** START GIVEN INFORMATION **
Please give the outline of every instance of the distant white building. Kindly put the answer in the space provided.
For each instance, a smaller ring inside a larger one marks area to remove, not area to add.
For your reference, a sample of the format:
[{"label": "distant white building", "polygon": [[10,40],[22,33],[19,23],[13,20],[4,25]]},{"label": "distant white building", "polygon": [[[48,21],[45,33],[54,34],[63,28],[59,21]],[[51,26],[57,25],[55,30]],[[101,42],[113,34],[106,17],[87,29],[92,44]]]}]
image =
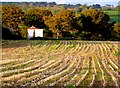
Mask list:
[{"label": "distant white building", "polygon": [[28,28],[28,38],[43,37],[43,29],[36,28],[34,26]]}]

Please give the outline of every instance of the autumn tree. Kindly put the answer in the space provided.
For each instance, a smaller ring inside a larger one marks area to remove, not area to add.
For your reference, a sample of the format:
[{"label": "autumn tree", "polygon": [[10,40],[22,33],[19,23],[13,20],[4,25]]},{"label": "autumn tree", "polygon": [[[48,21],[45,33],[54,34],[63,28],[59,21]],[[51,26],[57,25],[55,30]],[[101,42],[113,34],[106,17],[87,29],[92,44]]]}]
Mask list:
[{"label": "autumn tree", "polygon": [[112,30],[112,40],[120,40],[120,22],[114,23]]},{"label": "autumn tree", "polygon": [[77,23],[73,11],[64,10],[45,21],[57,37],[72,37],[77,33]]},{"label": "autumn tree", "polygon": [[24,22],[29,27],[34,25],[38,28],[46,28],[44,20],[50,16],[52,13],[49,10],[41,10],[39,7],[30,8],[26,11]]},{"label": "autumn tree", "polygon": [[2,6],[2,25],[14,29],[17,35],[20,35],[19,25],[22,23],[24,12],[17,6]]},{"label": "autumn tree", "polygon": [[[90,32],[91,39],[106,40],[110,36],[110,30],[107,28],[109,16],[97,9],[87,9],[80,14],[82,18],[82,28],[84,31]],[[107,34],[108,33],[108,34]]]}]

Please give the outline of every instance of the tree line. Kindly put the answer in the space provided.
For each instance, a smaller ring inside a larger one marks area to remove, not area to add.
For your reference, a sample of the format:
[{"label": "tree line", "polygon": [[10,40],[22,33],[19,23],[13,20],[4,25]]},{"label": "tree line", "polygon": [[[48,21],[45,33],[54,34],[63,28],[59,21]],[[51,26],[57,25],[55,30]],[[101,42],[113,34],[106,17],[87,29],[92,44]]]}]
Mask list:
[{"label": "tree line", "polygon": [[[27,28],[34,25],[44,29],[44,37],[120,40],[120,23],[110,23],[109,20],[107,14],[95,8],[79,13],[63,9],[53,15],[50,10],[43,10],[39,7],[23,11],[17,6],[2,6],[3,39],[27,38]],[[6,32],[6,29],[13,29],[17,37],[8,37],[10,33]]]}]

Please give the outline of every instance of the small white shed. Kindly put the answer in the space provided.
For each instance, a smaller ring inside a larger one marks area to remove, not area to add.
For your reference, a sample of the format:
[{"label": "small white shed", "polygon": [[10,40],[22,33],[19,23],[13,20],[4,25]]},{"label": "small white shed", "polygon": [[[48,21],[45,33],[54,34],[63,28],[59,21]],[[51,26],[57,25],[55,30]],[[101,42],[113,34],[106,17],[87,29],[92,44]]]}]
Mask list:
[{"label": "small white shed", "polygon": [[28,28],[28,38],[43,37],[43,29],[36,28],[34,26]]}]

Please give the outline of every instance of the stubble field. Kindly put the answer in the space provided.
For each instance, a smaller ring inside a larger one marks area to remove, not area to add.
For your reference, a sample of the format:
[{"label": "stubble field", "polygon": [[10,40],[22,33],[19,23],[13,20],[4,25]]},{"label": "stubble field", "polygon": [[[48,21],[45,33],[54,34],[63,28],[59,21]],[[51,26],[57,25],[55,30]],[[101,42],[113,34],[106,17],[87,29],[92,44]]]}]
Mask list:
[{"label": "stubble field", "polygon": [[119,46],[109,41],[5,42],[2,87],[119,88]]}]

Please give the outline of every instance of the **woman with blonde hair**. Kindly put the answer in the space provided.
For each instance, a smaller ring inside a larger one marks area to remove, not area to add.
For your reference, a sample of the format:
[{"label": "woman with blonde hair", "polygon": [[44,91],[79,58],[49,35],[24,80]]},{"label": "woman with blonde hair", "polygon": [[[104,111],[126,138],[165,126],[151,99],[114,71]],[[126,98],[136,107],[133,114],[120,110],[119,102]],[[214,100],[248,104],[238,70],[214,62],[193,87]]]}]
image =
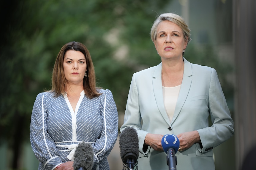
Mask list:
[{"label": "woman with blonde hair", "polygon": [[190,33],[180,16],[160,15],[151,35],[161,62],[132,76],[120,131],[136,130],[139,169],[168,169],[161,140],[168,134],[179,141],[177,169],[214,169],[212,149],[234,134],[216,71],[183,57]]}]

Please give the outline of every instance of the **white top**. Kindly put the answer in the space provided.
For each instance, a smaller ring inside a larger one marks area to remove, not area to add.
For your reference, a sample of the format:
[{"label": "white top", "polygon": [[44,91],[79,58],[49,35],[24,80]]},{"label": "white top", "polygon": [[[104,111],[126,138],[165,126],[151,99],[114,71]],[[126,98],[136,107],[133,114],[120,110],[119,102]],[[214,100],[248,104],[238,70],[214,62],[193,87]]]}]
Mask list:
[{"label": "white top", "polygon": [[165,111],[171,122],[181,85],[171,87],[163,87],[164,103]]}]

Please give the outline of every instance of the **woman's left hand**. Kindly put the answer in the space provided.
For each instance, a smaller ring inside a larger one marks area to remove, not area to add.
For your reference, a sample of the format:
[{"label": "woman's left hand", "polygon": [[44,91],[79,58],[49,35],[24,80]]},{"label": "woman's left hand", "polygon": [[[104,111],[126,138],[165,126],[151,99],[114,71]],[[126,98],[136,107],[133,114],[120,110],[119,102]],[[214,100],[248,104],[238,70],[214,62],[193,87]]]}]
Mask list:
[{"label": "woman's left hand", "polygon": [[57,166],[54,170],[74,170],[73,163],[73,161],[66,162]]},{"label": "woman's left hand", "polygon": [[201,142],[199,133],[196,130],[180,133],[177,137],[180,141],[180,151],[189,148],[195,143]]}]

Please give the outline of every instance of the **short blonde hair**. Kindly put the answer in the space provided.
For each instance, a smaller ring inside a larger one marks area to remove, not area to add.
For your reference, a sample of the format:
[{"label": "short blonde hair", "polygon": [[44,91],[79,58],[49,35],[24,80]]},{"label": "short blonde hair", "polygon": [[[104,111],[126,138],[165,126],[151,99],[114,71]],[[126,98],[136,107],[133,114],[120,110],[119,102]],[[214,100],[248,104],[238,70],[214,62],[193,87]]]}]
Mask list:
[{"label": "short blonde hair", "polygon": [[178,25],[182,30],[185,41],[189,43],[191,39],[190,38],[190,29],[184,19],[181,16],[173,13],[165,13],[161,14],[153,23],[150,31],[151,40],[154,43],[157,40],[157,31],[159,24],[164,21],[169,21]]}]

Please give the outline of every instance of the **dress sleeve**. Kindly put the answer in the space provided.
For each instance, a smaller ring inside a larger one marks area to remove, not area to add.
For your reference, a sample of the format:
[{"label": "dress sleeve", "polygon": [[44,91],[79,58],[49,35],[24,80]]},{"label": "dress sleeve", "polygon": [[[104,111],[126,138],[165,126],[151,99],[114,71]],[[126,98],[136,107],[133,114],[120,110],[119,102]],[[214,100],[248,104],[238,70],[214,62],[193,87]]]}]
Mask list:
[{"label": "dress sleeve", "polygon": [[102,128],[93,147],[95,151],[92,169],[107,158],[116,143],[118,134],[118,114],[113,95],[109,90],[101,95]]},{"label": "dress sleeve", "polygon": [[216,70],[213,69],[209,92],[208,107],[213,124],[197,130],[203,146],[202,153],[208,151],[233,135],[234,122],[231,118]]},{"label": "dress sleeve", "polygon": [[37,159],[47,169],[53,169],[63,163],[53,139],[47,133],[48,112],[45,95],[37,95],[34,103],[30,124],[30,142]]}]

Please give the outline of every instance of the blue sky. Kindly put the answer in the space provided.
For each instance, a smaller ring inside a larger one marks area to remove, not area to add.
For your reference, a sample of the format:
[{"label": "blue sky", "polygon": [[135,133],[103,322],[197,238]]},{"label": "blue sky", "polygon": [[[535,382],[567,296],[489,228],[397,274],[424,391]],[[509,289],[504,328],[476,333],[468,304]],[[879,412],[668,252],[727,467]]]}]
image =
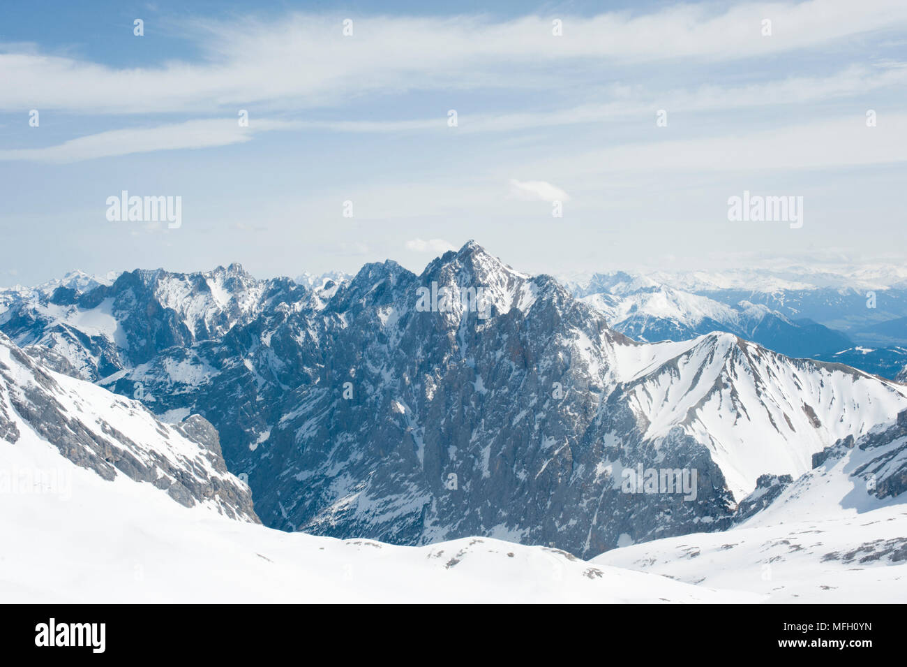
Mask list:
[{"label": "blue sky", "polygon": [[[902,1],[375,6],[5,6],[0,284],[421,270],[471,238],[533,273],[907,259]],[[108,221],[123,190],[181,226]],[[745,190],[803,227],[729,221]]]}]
** END GIVEN INFORMATION **
** START GIVEN INFORMATION **
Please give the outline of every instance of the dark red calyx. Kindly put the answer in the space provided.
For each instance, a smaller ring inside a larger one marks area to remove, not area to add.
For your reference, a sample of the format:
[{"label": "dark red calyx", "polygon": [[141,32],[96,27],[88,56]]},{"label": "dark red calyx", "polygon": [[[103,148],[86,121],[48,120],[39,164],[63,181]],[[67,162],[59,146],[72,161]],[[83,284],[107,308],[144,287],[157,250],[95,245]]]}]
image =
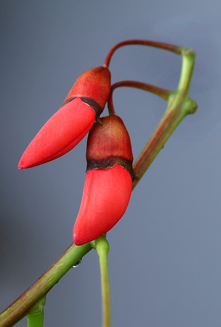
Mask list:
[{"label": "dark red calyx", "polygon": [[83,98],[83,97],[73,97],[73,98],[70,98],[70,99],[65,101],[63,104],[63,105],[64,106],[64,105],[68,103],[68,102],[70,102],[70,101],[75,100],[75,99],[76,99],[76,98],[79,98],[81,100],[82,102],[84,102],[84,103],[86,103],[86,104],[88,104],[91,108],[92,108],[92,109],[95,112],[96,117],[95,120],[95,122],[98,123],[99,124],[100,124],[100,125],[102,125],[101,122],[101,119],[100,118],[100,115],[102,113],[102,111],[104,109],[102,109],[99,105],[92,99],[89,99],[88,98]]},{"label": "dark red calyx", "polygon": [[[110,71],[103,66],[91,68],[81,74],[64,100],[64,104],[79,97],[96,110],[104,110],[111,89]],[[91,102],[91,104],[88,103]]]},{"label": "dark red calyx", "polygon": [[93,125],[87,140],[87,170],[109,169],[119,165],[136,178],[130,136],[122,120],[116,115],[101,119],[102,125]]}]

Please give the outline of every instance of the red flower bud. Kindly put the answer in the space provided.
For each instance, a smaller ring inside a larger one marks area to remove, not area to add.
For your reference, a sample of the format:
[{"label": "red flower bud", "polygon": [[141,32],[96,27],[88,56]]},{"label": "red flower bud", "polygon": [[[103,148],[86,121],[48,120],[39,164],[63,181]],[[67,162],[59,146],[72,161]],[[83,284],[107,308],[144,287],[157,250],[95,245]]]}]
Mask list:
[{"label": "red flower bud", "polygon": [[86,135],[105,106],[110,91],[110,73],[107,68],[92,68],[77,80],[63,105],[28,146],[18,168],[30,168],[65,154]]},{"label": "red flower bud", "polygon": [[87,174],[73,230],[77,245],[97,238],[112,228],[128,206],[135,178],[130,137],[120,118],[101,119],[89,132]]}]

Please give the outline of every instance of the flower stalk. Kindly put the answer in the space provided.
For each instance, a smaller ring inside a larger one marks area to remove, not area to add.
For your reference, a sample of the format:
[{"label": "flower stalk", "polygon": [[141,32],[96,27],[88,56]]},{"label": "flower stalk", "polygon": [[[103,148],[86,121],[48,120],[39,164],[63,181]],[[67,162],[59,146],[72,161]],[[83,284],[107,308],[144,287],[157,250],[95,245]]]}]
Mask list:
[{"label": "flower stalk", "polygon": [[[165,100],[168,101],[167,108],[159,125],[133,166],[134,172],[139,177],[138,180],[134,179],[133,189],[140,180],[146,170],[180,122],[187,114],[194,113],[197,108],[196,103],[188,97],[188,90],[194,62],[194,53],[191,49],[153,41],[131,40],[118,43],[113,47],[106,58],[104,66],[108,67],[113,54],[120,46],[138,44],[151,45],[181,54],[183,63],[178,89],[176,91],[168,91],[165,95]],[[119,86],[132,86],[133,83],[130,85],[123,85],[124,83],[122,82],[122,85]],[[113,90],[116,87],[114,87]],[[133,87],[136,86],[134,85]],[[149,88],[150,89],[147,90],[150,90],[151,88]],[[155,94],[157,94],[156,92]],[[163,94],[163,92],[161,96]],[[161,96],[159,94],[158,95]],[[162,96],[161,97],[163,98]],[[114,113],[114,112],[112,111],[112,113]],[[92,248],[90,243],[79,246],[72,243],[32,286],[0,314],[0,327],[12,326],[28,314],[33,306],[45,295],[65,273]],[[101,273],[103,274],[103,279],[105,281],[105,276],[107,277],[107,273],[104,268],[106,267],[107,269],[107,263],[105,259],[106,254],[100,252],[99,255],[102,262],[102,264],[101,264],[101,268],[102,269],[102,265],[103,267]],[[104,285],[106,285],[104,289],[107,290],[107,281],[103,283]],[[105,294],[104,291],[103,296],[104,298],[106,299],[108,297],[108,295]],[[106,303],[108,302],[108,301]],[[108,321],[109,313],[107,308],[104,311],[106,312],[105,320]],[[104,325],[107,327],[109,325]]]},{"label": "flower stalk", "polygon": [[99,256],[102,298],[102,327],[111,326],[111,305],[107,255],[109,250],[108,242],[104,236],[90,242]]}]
** END GIVEN INFORMATION **
Pick out every line of the records that contains the word "stubble", and copy each of those lines in full.

## REPLY
Please give the outline of every instance of the stubble field. Kindly put the answer in the space provided.
[{"label": "stubble field", "polygon": [[10,40],[22,33],[19,23],[13,20],[4,25]]},{"label": "stubble field", "polygon": [[[48,21],[45,33],[54,34],[63,28],[59,21]],[[51,26],[57,25],[55,30]],[[101,42],[113,34],[106,17],[87,29],[92,44]]]}]
[{"label": "stubble field", "polygon": [[119,46],[109,41],[5,42],[2,87],[119,88]]}]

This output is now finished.